TASK ITEM = Continue the text below about The Prisoner of Second Avenue, starting right after its final sentence.

Start of TEXT EXCERPT

The production received 1972 Tony Award nominations for Best Play, for Mike Nichols for Best Director, Play, and Vincent Gardenia for Supporting Actor, Play.

Clive Barnes, in The New York Times, wrote that "it is, I think, the most honestly amusing comedy that Mr. Simon has so far given us." Walter Kerr, in The New York Times, wrote: "He [Simon] has made a magnificent effort to part company with the mechanical, and his over-all success stands as handsome proof that humor and honesty can be got into bed together."

The play ran in the West End at the Vaudeville Theatre, produced by Old Vic Company/Old Vic Productions and Sonia Friedman Productions, opening on June 30, 2010, in previews. Directed by Terry Johnson, the cast starred Jeff Goldblum and Mercedes Ruehl. This marked Ruehl's London stage debut.

The film version of The Prisoner of Second Avenue stars Jack Lemmon, Anne Bancroft and Gene Saks. It was produced and directed by Melvin Frank from a screenplay by Simon. The music is by Marvin Hamlisch. Sylvester Stallone appears in a brief role as a suspected mugger of Jack Lemmon's character.

End of TEXT EXCERPT
Start of RECORD EXCERPTS

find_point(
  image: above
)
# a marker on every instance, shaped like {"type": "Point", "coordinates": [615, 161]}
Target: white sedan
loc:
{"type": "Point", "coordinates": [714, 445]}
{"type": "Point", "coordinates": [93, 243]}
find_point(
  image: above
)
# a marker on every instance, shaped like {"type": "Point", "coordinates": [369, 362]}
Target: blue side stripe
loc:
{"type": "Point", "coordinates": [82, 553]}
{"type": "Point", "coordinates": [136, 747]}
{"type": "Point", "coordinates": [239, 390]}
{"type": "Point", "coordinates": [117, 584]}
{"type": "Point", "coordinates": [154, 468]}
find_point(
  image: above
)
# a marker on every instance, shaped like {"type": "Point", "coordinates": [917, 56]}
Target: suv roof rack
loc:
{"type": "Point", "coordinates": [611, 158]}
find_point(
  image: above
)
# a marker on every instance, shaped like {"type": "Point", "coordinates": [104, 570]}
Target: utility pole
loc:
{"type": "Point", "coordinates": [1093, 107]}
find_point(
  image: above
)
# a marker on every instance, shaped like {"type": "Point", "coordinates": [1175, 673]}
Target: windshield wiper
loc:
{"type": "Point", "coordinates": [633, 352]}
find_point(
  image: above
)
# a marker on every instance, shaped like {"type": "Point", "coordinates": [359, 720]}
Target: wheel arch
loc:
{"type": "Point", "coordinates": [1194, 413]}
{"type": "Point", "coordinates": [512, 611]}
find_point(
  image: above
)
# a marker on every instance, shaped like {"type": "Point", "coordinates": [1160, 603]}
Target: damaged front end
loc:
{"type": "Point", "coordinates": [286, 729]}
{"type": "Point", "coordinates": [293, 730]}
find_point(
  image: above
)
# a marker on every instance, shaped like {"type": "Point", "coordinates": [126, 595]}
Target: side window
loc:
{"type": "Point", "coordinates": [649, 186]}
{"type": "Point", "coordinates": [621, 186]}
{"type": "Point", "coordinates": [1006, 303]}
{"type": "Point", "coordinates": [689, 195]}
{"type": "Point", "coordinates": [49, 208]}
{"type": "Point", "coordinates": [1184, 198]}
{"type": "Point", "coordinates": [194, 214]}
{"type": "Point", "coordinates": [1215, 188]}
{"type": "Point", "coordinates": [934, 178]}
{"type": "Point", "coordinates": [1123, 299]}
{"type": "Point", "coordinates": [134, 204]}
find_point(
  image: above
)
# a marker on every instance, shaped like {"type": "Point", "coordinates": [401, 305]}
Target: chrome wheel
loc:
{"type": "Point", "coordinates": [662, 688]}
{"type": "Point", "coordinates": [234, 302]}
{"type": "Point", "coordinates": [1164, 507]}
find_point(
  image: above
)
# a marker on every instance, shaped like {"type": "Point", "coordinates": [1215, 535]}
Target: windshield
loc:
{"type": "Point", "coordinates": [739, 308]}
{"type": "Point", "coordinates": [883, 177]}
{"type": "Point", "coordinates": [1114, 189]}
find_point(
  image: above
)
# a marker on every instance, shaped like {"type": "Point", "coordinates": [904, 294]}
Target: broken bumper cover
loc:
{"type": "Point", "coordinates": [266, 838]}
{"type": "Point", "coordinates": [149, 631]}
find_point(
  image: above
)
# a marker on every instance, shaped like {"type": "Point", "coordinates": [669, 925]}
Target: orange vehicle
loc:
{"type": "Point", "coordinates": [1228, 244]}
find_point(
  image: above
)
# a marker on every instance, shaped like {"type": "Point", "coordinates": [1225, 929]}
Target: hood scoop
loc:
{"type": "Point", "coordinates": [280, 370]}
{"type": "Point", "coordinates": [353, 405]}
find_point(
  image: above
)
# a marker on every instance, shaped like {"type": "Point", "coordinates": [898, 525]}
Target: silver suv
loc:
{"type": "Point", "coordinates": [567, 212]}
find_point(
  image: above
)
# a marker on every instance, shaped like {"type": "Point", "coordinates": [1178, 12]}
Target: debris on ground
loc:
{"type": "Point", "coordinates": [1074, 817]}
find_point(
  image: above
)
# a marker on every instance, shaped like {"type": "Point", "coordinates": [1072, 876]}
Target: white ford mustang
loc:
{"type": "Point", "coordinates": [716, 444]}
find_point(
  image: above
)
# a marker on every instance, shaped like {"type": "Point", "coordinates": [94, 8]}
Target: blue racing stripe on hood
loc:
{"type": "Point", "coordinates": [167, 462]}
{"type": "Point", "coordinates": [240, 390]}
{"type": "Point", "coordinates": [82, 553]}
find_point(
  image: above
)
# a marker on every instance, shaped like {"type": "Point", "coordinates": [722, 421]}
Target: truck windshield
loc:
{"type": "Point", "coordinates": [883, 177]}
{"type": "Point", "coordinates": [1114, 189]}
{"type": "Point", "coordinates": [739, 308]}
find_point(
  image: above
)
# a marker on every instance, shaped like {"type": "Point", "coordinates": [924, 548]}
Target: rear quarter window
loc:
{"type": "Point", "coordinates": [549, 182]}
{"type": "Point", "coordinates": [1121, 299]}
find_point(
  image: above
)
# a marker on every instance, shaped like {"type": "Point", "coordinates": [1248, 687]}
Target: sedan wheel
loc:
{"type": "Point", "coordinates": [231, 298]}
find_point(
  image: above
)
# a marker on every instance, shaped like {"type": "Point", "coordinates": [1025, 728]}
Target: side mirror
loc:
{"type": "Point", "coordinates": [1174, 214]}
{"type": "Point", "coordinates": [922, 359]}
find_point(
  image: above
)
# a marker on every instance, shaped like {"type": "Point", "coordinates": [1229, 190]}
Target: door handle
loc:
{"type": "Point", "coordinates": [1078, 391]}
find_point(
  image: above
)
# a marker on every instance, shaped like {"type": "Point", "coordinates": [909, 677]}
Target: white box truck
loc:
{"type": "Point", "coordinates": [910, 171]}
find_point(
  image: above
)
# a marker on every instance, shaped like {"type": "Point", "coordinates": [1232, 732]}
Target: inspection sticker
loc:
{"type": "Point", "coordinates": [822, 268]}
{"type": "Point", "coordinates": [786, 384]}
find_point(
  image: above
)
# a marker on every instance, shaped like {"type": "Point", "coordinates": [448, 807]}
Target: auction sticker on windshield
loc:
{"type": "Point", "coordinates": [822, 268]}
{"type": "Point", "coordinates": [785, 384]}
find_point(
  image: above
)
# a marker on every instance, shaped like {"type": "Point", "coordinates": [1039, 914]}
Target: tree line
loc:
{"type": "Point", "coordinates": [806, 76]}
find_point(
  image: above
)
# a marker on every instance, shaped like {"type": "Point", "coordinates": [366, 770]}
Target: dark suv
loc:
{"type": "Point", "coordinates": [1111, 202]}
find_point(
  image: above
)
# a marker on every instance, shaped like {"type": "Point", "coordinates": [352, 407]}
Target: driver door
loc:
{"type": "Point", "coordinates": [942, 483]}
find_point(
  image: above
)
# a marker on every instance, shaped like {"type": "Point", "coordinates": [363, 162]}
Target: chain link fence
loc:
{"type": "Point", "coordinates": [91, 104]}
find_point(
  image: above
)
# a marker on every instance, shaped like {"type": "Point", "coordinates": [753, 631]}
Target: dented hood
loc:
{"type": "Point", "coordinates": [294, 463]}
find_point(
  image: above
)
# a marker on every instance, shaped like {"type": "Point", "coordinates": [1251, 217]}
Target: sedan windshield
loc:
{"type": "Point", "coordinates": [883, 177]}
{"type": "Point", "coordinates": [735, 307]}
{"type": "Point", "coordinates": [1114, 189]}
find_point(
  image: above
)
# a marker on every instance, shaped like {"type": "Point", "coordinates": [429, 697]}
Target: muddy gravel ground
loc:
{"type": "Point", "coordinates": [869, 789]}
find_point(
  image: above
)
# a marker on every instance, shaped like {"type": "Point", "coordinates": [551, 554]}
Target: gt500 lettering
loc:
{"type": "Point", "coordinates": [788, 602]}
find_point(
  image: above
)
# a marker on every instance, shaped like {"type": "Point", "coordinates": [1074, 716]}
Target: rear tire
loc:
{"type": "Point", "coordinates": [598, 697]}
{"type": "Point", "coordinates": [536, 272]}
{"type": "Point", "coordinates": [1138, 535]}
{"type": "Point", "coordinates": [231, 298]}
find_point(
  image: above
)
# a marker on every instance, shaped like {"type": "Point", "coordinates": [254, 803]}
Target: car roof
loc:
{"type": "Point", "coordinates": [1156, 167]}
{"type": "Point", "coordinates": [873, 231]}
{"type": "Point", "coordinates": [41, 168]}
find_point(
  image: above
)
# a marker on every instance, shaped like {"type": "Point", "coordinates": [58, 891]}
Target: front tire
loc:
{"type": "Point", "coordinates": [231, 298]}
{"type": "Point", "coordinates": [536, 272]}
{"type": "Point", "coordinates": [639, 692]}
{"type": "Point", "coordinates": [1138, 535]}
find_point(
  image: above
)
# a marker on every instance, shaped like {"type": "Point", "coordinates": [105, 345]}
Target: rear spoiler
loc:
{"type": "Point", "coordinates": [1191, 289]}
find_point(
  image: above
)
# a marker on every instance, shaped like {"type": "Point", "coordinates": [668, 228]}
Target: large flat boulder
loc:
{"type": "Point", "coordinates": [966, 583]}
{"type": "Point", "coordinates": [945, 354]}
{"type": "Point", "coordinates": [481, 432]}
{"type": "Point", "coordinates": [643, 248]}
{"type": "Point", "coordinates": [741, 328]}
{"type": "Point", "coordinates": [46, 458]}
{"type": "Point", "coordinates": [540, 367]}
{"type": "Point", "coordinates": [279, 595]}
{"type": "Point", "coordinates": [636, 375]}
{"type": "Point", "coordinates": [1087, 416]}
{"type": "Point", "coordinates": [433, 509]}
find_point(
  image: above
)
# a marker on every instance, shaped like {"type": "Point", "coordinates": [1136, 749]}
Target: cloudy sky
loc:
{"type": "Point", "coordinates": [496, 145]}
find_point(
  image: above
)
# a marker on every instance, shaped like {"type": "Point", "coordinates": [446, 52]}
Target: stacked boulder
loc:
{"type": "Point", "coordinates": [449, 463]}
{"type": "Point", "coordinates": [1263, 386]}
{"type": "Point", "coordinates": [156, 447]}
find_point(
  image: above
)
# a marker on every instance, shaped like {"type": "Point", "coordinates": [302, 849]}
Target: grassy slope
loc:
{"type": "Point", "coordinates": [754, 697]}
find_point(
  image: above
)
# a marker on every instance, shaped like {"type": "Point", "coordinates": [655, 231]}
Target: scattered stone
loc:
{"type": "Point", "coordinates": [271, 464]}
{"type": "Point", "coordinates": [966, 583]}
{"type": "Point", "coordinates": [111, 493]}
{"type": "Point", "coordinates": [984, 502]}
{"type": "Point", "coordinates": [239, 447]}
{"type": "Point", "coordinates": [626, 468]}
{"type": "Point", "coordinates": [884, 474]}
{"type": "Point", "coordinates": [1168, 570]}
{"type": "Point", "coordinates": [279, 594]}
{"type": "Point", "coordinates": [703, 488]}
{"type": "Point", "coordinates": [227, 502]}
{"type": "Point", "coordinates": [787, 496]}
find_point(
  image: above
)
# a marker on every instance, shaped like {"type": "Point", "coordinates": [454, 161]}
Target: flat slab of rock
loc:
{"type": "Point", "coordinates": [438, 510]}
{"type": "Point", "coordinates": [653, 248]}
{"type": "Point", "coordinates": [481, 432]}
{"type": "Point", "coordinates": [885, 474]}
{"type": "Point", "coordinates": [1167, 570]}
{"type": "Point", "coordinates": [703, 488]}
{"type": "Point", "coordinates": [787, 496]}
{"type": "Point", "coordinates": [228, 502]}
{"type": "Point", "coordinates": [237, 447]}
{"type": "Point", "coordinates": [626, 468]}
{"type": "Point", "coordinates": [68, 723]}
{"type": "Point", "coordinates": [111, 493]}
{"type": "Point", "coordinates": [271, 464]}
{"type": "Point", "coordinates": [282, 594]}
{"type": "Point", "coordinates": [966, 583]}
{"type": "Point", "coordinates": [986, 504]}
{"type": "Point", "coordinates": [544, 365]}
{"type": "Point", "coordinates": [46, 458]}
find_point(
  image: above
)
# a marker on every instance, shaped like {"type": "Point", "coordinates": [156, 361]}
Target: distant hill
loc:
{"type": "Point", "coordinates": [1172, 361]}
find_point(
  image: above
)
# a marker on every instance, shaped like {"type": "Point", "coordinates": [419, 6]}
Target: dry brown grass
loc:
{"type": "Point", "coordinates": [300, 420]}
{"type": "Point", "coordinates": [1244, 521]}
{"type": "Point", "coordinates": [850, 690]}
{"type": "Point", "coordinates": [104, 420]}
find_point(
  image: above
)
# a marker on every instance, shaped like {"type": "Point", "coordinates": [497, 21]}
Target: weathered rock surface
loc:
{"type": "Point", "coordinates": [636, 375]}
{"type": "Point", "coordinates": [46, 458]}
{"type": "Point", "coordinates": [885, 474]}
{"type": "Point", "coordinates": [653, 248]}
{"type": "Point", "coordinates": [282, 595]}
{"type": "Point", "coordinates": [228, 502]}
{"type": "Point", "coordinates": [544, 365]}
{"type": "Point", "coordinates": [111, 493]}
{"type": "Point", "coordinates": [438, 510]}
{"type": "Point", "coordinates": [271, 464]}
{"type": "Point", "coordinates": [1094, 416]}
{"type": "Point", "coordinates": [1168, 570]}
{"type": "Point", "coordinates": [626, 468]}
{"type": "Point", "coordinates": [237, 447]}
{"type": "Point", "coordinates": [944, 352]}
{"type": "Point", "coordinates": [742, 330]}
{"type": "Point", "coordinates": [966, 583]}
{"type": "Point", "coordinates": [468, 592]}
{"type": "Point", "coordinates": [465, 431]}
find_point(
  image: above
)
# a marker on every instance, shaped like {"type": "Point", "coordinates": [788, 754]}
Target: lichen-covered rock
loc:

End of RECORD EXCERPTS

EXERCISE ANSWER =
==Reception==

===Critical response===
A. H. Weiler of The New York Times wrote that if the film "is less than an overpowering study of a married couple driven to distraction by the irritations and indignities of local middle-class living, it still scores valid points, both serious and funny ... Mr. Simon is serious about a theme that isn't earth-shaking and he understandably cloaks its gravity with genuine chuckles that pop up mostly as radio news bulletins such as the flash that a Polish freighter has just run into the Statue of Liberty. And, with a cast whose members appreciate what they're saying and doing, the gnawing problems of 'Second Avenue' become a pleasure." Arthur D. Murphy of Variety wrote, "The film is more of a drama with comedy, for the personal problems as well as the environmental challenges aren't really funny, and even some of the humor is forced and strident ... maybe there have been too many films on the trials of urban existence to make yet another parade of big city woes laughable." Gene Siskel of the Chicago Tribune gave the film one-and-a-half stars out of four and stated that "knocking the problems of living in New York City is no longer funny. It's become an old joke."

Charles Champlin of the Los Angeles Times wrote that "in Simon's tussles to make jokes, make truth and make jokes about some bitter truths, the outcome is curious, uneven, tense and involving. 'Prisoner' is most impressive when it is least funny; the laughter comes out of a painful craziness." Gary Arnold of The Washington Post panned the film as a "monotonous, static, self-righteous gripe comedy ... [Simon] ends up patronizing his characters instead of understanding what drives and ails them." Paul D. Zimmerman of Newsweek described the film as "Simon at his least, if only because Mel and Edna are not characters, only playthings of urban havoc." Pauline Kael of The New Yorker disparaged the film "a big-screen sitcom," adding, "Neil Simon tells us exactly what each person is thinking, and each line cancels out the one before. This is bad enough on the stage, but on the screen it's intolerable."